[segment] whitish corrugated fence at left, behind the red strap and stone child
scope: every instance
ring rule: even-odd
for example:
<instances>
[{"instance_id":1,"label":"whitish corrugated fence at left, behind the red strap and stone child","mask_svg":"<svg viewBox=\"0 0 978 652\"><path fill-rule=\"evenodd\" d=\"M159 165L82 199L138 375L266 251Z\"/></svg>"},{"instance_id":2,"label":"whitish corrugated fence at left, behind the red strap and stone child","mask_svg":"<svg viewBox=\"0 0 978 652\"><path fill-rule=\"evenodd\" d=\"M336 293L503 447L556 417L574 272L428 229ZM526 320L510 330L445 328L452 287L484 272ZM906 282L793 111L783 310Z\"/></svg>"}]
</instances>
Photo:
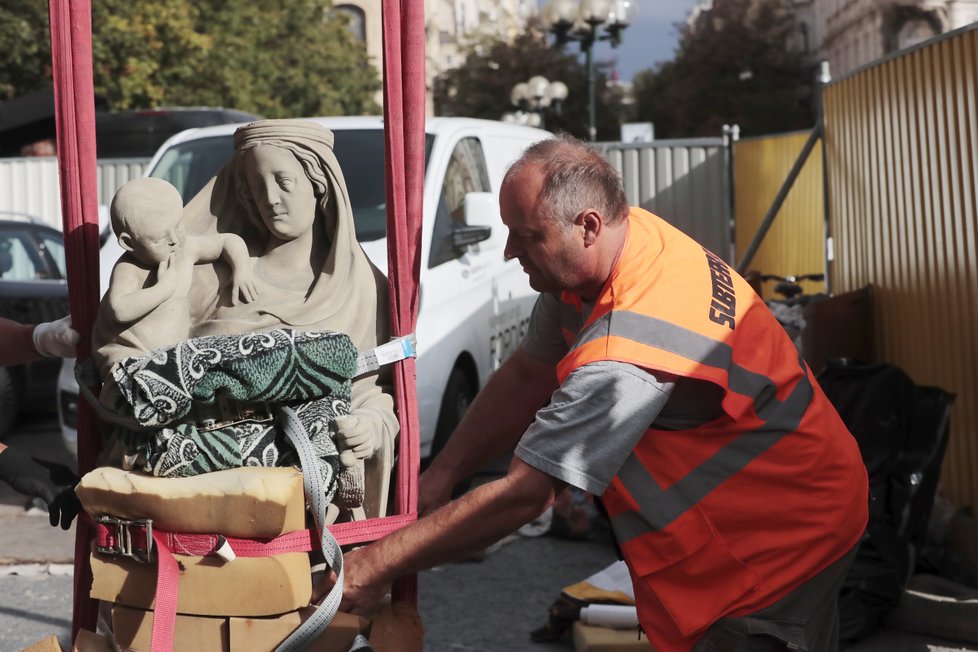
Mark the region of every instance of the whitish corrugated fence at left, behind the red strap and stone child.
<instances>
[{"instance_id":1,"label":"whitish corrugated fence at left, behind the red strap and stone child","mask_svg":"<svg viewBox=\"0 0 978 652\"><path fill-rule=\"evenodd\" d=\"M99 159L98 201L108 204L115 191L141 177L149 159ZM0 158L0 210L28 213L61 229L58 159Z\"/></svg>"}]
</instances>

WORK TASK -
Could you copy every record exactly, without the pictures?

TASK SOLUTION -
[segment] whitish corrugated fence at left, behind the red strap and stone child
scope: every instance
ring rule: even-odd
for example:
<instances>
[{"instance_id":1,"label":"whitish corrugated fence at left, behind the red strap and stone child","mask_svg":"<svg viewBox=\"0 0 978 652\"><path fill-rule=\"evenodd\" d=\"M159 165L82 199L138 375L266 251Z\"/></svg>"},{"instance_id":2,"label":"whitish corrugated fence at left, behind the red strap and stone child","mask_svg":"<svg viewBox=\"0 0 978 652\"><path fill-rule=\"evenodd\" d=\"M336 293L503 447L556 417L574 272L428 229ZM526 320L510 330L445 328L452 287L484 272ZM906 282L793 111L783 310Z\"/></svg>"}]
</instances>
Photo:
Mark the region of every instance of the whitish corrugated fence at left, behind the red strap and stone child.
<instances>
[{"instance_id":1,"label":"whitish corrugated fence at left, behind the red strap and stone child","mask_svg":"<svg viewBox=\"0 0 978 652\"><path fill-rule=\"evenodd\" d=\"M99 159L98 201L108 204L115 191L141 177L149 159ZM0 158L0 210L28 213L61 229L58 159Z\"/></svg>"}]
</instances>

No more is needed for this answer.